Put the stretch of lines in the rows below, from the line that contains "Q: Point out each instance of the gray armchair" through the line that contains "(1191, 410)", into a JSON list of strings with one string for each line, leaving out any blank lines.

» Rows from a dataset

━━━━━━━━━━━━━━━━

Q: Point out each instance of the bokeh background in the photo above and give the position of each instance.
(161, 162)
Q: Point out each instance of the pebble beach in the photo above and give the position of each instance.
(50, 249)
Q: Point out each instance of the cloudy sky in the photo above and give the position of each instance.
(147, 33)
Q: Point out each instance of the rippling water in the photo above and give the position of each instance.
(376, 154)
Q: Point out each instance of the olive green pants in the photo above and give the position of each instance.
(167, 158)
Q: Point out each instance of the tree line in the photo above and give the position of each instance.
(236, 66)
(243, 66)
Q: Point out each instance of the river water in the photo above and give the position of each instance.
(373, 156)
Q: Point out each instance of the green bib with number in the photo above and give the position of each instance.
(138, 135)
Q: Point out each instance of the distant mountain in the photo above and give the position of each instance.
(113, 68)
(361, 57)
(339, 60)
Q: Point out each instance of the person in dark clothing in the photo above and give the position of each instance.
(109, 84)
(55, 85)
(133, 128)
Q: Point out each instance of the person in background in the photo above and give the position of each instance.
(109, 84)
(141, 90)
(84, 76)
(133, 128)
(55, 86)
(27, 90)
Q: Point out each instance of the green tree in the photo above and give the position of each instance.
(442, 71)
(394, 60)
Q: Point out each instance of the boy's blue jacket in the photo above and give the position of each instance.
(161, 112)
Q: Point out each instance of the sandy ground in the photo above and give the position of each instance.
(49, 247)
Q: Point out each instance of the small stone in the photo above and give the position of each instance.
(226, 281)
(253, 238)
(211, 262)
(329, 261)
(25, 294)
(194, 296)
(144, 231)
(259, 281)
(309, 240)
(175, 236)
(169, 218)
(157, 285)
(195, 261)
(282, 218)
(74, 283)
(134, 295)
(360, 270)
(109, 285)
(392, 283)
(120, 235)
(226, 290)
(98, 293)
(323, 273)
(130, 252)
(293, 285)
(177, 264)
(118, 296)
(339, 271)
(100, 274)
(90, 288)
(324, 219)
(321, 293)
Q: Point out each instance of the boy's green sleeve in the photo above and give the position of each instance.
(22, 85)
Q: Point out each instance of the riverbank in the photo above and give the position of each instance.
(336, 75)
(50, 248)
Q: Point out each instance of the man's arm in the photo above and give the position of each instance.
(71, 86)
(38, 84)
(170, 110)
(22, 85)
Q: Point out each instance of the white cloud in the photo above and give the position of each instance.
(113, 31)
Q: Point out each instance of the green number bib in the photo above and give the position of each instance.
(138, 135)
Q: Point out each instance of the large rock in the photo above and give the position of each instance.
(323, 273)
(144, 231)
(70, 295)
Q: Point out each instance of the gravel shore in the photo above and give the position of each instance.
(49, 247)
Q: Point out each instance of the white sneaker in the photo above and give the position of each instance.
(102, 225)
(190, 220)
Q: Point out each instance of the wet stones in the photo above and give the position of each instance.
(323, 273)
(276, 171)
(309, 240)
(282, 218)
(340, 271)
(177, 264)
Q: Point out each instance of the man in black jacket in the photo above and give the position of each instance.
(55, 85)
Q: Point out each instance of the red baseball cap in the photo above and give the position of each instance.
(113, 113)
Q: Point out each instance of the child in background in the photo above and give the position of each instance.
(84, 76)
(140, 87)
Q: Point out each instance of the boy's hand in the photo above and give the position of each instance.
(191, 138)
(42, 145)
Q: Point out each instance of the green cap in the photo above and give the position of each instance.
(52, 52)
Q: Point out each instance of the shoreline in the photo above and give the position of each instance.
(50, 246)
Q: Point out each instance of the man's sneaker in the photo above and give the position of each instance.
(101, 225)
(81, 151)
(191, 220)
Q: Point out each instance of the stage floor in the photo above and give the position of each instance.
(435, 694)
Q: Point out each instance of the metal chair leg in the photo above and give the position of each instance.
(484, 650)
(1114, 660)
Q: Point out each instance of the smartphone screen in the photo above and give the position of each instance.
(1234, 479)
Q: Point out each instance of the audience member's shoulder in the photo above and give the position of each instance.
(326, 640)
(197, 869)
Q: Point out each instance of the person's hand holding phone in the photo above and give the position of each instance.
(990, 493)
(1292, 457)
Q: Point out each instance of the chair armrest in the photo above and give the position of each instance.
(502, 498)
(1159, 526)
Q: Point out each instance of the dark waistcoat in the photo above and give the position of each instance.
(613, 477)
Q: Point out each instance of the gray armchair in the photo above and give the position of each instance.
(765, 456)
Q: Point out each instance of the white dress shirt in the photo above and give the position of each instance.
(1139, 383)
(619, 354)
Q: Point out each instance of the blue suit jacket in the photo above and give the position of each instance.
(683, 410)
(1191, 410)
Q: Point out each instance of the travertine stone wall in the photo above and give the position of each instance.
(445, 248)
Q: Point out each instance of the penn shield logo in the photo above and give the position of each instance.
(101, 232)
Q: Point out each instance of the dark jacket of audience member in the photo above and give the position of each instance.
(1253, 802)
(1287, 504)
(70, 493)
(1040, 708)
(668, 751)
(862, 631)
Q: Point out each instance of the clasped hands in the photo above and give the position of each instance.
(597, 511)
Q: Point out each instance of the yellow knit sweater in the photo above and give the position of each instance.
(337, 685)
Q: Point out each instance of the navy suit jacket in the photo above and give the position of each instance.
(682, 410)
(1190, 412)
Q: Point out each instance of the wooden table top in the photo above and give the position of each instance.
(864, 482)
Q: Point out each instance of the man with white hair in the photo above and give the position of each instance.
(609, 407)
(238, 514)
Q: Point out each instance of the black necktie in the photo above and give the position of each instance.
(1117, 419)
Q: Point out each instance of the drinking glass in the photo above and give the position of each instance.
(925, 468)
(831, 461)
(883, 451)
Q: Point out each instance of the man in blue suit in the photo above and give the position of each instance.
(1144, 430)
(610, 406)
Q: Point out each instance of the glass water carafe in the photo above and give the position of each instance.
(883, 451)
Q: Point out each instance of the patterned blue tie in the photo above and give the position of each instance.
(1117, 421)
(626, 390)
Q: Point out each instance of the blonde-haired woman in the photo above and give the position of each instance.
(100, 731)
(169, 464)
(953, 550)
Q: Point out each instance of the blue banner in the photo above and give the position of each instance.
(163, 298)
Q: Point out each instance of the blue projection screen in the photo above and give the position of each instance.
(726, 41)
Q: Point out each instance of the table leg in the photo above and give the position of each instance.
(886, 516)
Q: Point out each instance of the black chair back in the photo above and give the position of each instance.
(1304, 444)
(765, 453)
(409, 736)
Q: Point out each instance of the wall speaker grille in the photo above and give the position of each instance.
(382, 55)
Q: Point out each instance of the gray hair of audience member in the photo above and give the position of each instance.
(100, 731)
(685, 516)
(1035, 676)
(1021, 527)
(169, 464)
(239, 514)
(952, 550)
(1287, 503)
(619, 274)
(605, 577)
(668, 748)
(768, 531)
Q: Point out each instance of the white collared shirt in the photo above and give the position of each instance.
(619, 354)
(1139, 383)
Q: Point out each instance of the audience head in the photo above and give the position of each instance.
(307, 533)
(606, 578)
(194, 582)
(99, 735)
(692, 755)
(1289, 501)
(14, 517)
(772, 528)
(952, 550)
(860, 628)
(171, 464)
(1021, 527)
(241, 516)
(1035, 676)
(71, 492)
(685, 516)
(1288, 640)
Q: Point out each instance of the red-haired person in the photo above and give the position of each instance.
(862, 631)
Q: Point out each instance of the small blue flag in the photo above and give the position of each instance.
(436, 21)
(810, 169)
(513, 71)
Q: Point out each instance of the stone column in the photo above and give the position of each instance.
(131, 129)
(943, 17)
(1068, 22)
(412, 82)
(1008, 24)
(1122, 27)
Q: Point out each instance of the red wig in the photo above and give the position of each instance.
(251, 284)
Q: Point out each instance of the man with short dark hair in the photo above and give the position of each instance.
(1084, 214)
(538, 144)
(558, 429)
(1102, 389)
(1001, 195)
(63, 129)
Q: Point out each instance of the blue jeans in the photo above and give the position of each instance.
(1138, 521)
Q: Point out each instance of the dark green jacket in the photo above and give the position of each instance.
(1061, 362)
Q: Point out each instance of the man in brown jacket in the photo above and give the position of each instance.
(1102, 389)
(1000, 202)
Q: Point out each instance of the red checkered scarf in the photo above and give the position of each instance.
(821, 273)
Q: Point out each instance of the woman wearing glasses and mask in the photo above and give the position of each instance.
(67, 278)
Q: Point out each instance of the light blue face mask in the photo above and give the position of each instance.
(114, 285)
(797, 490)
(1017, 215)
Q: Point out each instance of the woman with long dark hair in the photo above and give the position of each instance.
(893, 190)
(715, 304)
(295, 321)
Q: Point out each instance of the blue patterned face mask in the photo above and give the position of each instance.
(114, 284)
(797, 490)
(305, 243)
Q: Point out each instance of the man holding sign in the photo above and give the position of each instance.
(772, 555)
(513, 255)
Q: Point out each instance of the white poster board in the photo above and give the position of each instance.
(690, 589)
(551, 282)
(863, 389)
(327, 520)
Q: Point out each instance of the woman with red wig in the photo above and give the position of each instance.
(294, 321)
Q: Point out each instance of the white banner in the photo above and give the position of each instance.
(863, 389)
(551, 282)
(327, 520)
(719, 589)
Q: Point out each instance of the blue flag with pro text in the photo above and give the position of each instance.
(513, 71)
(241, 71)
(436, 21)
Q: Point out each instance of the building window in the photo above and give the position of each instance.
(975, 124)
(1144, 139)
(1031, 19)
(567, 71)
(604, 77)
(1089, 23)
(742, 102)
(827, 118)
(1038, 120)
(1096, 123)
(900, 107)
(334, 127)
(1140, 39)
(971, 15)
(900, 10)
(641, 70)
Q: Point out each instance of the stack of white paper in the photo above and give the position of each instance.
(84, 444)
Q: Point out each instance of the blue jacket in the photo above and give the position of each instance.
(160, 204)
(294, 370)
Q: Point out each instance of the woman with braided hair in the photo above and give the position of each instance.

━━━━━━━━━━━━━━━━

» CORRECT OUTPUT
[
  "Q: Point out each instance of the gray armchair in the photo above and give the position of each instance.",
  "(765, 456)",
  "Q: Point out each instance of the white dress shirt in the photo above and give the position of each instance.",
  "(1139, 383)",
  "(619, 354)",
  "Q: Point out each instance of the blue suit jacket in the photo above and give the position of each instance.",
  "(683, 410)",
  "(1191, 410)"
]